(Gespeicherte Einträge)
▼
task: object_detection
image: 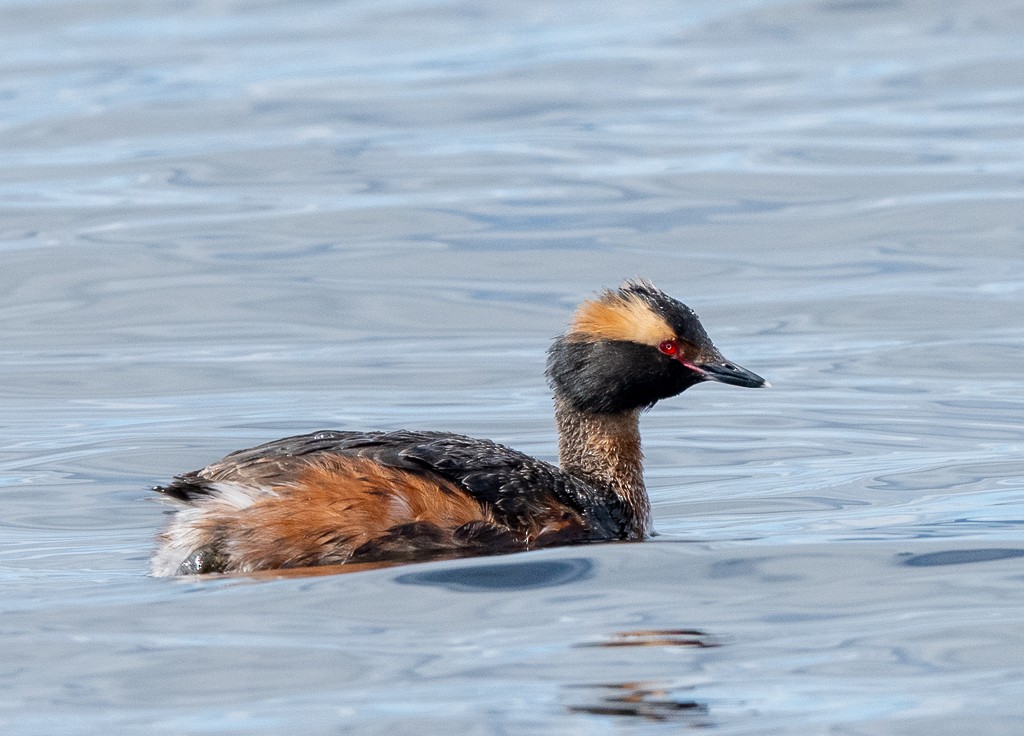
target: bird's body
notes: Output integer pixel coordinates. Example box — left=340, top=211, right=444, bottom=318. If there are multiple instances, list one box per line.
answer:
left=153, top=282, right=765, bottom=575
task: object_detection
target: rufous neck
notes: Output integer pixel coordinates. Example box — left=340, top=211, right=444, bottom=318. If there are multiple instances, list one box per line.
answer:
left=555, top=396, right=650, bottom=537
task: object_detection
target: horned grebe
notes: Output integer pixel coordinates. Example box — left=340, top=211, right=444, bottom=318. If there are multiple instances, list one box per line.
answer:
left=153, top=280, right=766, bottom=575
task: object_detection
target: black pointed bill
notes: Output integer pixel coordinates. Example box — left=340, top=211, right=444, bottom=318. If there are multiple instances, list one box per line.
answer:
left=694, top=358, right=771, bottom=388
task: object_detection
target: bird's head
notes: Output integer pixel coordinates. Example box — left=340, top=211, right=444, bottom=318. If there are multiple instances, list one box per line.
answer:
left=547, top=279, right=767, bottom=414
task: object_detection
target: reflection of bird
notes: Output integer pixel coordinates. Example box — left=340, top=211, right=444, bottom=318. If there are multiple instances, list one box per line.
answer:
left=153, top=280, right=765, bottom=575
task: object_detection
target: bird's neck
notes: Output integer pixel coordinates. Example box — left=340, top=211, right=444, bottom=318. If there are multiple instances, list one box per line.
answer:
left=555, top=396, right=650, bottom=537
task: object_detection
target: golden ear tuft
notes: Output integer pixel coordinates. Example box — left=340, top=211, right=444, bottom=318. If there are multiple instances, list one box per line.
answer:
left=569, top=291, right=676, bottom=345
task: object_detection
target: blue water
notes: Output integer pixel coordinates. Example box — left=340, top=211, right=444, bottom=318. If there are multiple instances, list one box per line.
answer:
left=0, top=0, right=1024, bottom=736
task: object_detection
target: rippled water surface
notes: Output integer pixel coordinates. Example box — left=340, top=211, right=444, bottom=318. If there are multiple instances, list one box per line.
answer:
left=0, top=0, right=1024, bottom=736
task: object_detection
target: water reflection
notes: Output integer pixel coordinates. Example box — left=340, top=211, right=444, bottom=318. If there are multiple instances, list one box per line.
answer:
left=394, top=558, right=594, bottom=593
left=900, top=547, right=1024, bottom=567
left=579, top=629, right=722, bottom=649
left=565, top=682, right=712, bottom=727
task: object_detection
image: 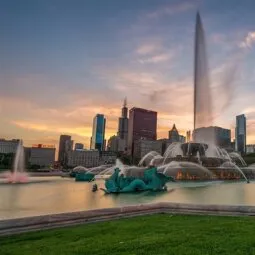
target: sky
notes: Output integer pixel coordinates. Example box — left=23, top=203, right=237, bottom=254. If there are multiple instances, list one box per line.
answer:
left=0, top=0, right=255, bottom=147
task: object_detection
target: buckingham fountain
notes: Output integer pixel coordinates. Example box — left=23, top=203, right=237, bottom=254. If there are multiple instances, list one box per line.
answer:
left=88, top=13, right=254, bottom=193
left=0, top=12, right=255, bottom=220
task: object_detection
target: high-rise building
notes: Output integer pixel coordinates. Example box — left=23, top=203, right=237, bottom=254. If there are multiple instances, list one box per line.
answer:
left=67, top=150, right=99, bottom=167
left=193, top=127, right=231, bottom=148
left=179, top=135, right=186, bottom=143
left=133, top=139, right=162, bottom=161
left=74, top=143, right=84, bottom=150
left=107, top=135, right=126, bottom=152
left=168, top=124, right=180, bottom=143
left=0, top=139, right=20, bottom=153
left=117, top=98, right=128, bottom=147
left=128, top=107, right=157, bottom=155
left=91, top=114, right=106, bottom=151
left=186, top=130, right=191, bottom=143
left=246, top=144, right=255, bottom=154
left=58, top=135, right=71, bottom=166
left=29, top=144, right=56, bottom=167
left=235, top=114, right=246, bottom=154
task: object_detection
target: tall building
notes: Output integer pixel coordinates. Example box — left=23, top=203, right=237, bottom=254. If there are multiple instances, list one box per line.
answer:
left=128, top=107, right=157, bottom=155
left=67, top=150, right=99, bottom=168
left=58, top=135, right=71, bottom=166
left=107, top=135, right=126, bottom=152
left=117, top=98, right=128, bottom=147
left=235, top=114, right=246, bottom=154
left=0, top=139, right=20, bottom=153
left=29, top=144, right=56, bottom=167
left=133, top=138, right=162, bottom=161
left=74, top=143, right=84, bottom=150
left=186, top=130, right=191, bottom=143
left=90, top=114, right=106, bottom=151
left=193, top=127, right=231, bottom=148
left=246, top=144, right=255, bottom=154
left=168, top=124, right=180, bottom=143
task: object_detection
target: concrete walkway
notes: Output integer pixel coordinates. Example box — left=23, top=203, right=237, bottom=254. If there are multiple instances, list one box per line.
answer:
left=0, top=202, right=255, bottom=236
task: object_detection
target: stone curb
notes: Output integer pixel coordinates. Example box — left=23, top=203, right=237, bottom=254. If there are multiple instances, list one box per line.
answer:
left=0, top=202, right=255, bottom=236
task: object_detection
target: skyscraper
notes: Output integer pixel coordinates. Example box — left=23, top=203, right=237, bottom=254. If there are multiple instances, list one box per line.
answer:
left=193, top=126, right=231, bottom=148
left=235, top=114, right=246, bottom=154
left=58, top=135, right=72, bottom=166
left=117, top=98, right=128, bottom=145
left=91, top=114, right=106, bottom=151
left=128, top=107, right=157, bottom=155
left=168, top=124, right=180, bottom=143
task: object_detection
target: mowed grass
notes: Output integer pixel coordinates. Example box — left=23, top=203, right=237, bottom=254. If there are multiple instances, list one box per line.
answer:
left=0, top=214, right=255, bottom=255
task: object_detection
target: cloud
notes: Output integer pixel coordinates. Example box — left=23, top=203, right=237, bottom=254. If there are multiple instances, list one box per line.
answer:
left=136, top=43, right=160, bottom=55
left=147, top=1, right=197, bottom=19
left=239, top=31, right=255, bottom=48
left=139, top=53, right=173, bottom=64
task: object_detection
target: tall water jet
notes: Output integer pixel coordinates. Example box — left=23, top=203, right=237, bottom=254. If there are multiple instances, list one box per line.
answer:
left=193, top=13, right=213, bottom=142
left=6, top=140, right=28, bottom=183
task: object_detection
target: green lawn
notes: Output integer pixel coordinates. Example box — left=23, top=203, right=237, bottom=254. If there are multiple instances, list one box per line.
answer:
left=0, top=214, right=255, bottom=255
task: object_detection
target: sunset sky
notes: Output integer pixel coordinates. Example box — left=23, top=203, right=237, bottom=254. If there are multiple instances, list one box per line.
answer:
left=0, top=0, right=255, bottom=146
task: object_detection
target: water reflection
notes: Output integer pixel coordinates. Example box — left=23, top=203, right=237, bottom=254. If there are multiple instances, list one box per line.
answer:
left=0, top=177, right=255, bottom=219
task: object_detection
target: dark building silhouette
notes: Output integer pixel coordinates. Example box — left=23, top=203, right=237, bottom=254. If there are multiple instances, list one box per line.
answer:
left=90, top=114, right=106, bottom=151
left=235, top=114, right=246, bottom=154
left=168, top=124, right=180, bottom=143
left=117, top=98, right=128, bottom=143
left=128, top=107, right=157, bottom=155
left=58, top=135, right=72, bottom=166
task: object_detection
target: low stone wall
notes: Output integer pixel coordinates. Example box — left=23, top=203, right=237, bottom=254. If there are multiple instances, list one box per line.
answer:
▲
■ Die Aufgabe ■
Wie sehen sämtliche Einträge oben aus, wenn du sie als JSON-Liste von Zeichenketten darstellst, mit einer Zeichenkette pro Zeile und ohne Leerzeilen? Lass die Bilder dabei weg.

■ Die Ausgabe ■
[
  "task: object_detection",
  "image: ",
  "target: bird's body",
  "notes: Output integer pixel coordinates. Example box — left=340, top=211, right=444, bottom=318. If there are multiple instances, list one box per line.",
  "answer:",
  "left=153, top=282, right=765, bottom=575",
  "task: object_detection",
  "target: rufous neck",
  "notes: Output integer pixel coordinates. Example box — left=340, top=211, right=444, bottom=318. If there are multiple instances, list one box per line.",
  "answer:",
  "left=555, top=396, right=650, bottom=537",
  "task: object_detection",
  "target: horned grebe",
  "notes: Output integer pixel coordinates. Example box — left=340, top=211, right=444, bottom=318. If there are multiple instances, list one box per line.",
  "answer:",
  "left=153, top=280, right=766, bottom=575",
  "task: object_detection",
  "target: black pointed bill",
  "notes: Output integer pixel coordinates. Example box — left=340, top=211, right=444, bottom=318. If there are multiple instances, list one box per line.",
  "answer:",
  "left=694, top=358, right=771, bottom=388",
  "task: object_detection",
  "target: bird's head",
  "notes: Output integer pixel coordinates. Example box — left=340, top=211, right=444, bottom=318. If there are multiple instances, list one box per line.",
  "answer:",
  "left=547, top=279, right=767, bottom=414",
  "task: object_detection",
  "target: reflection of bird",
  "notes: Output integer pixel coordinates. Example box — left=340, top=211, right=444, bottom=318. If there are multiple instances, list one box per line.",
  "answer:",
  "left=153, top=280, right=765, bottom=575",
  "task: object_detection",
  "target: bird's neck",
  "notes: Output integer pixel coordinates. Example box — left=340, top=211, right=444, bottom=318. If there are multiple instances, list one box per line.",
  "answer:",
  "left=555, top=396, right=650, bottom=537",
  "task: object_detection",
  "target: golden ear tuft",
  "notes: Output integer pixel coordinates. Example box — left=340, top=211, right=444, bottom=318. If there are multiple instances, list one box per line.",
  "answer:",
  "left=569, top=291, right=676, bottom=345",
  "task: object_detection",
  "target: blue water",
  "notes: Output integer pixel coordinates. Example box — left=340, top=211, right=444, bottom=318. If there are multiple instances, list one box per line.",
  "answer:",
  "left=0, top=0, right=1024, bottom=736",
  "task: object_detection",
  "target: rippled water surface",
  "notes: Output integer pixel coordinates. Example box — left=340, top=211, right=444, bottom=318. If there are multiple instances, list one box per line.",
  "answer:",
  "left=0, top=0, right=1024, bottom=736",
  "task: object_detection",
  "target: water reflection",
  "notes: Output integer pixel coordinates. Example box — left=340, top=211, right=444, bottom=318. If there are multiple instances, list one box per line.",
  "answer:",
  "left=394, top=558, right=594, bottom=593",
  "left=900, top=547, right=1024, bottom=567",
  "left=579, top=629, right=722, bottom=649",
  "left=565, top=682, right=712, bottom=727",
  "task: object_detection",
  "image: ",
  "target: sky",
  "notes: Output integer pixel coordinates. Example box — left=23, top=203, right=237, bottom=254. If there are multiple instances, list one box per line.",
  "answer:",
  "left=0, top=0, right=255, bottom=147",
  "task: object_detection",
  "target: buckingham fountain",
  "notes: Output integer pixel coordinates. Example box — left=23, top=203, right=237, bottom=254. If there are multiple instances, list one box per line.",
  "answer:",
  "left=88, top=13, right=254, bottom=193",
  "left=0, top=12, right=255, bottom=220",
  "task: object_detection",
  "target: high-rise building",
  "notes: Output integer pixel coordinates. Example box — left=23, top=203, right=237, bottom=254. If there are multiple instances, list one box per line.",
  "answer:",
  "left=67, top=150, right=99, bottom=167",
  "left=193, top=127, right=231, bottom=148",
  "left=179, top=135, right=186, bottom=143",
  "left=133, top=139, right=162, bottom=161",
  "left=74, top=143, right=84, bottom=150",
  "left=107, top=135, right=126, bottom=152",
  "left=168, top=124, right=180, bottom=143",
  "left=0, top=139, right=20, bottom=153",
  "left=117, top=98, right=128, bottom=147",
  "left=128, top=107, right=157, bottom=155",
  "left=91, top=114, right=106, bottom=151",
  "left=186, top=130, right=191, bottom=143",
  "left=246, top=144, right=255, bottom=154",
  "left=58, top=135, right=71, bottom=166",
  "left=29, top=144, right=56, bottom=167",
  "left=235, top=114, right=246, bottom=154",
  "task: object_detection",
  "target: tall building",
  "notes: Output integer pixel coordinates. Example box — left=23, top=203, right=237, bottom=254. If there are multiple instances, list one box per line.",
  "answer:",
  "left=128, top=107, right=157, bottom=155",
  "left=67, top=150, right=99, bottom=168",
  "left=58, top=135, right=71, bottom=166",
  "left=107, top=135, right=126, bottom=152",
  "left=117, top=98, right=128, bottom=147",
  "left=235, top=114, right=246, bottom=154",
  "left=0, top=139, right=20, bottom=153",
  "left=29, top=144, right=56, bottom=167",
  "left=133, top=138, right=162, bottom=161",
  "left=74, top=143, right=84, bottom=150",
  "left=186, top=130, right=191, bottom=143",
  "left=90, top=114, right=106, bottom=151",
  "left=193, top=127, right=231, bottom=148",
  "left=246, top=144, right=255, bottom=154",
  "left=168, top=124, right=180, bottom=143",
  "task: object_detection",
  "target: concrete walkway",
  "notes: Output integer pixel coordinates. Example box — left=23, top=203, right=237, bottom=254. If there are multiple instances, list one box per line.",
  "answer:",
  "left=0, top=202, right=255, bottom=236",
  "task: object_detection",
  "target: stone curb",
  "notes: Output integer pixel coordinates. Example box — left=23, top=203, right=237, bottom=254. If there are multiple instances, list one box per line.",
  "answer:",
  "left=0, top=202, right=255, bottom=236",
  "task: object_detection",
  "target: skyscraper",
  "notes: Output integer pixel coordinates. Example box — left=23, top=203, right=237, bottom=254. If there are multiple instances, list one box per line.",
  "answer:",
  "left=193, top=126, right=231, bottom=148",
  "left=235, top=114, right=246, bottom=154",
  "left=58, top=135, right=72, bottom=166",
  "left=117, top=98, right=128, bottom=145",
  "left=91, top=114, right=106, bottom=151",
  "left=128, top=107, right=157, bottom=155",
  "left=168, top=124, right=180, bottom=143",
  "task: object_detection",
  "target: mowed grass",
  "notes: Output integer pixel coordinates. Example box — left=23, top=203, right=237, bottom=254. If there are multiple instances, list one box per line.",
  "answer:",
  "left=0, top=214, right=255, bottom=255",
  "task: object_detection",
  "target: cloud",
  "notes: Output integer pixel coordinates. Example box — left=23, top=203, right=237, bottom=254. If there are multiple instances, list one box per line.",
  "answer:",
  "left=136, top=43, right=160, bottom=55",
  "left=147, top=1, right=197, bottom=19",
  "left=239, top=31, right=255, bottom=48",
  "left=139, top=53, right=173, bottom=64",
  "task: object_detection",
  "target: tall water jet",
  "notes: Output integer pixel coordinates. Example box — left=23, top=203, right=237, bottom=254. If there are multiple instances, list one box per line.",
  "answer:",
  "left=193, top=13, right=213, bottom=142",
  "left=6, top=140, right=28, bottom=183",
  "task: object_detection",
  "target: green lawn",
  "notes: Output integer pixel coordinates. Example box — left=23, top=203, right=237, bottom=254. If there are multiple instances, list one box per line.",
  "answer:",
  "left=0, top=214, right=255, bottom=255",
  "task: object_detection",
  "target: sunset sky",
  "notes: Output integer pixel coordinates. Example box — left=23, top=203, right=237, bottom=254. If there are multiple instances, list one box per line.",
  "answer:",
  "left=0, top=0, right=255, bottom=146",
  "task: object_detection",
  "target: water reflection",
  "notes: Output integer pixel coordinates. Example box — left=23, top=203, right=237, bottom=254. If there are multiple instances, list one box per line.",
  "answer:",
  "left=0, top=177, right=255, bottom=219",
  "task: object_detection",
  "target: dark building silhouette",
  "notes: Output integer pixel coordinates. Example box — left=23, top=203, right=237, bottom=254. If there are multiple instances, list one box per line.",
  "answer:",
  "left=90, top=114, right=106, bottom=151",
  "left=235, top=114, right=246, bottom=154",
  "left=168, top=124, right=180, bottom=143",
  "left=117, top=98, right=128, bottom=143",
  "left=128, top=107, right=157, bottom=155",
  "left=58, top=135, right=72, bottom=166",
  "task: object_detection",
  "target: low stone wall",
  "notes: Output integer pixel coordinates. Example box — left=23, top=203, right=237, bottom=254. If there are multiple instances, list one box per line.",
  "answer:"
]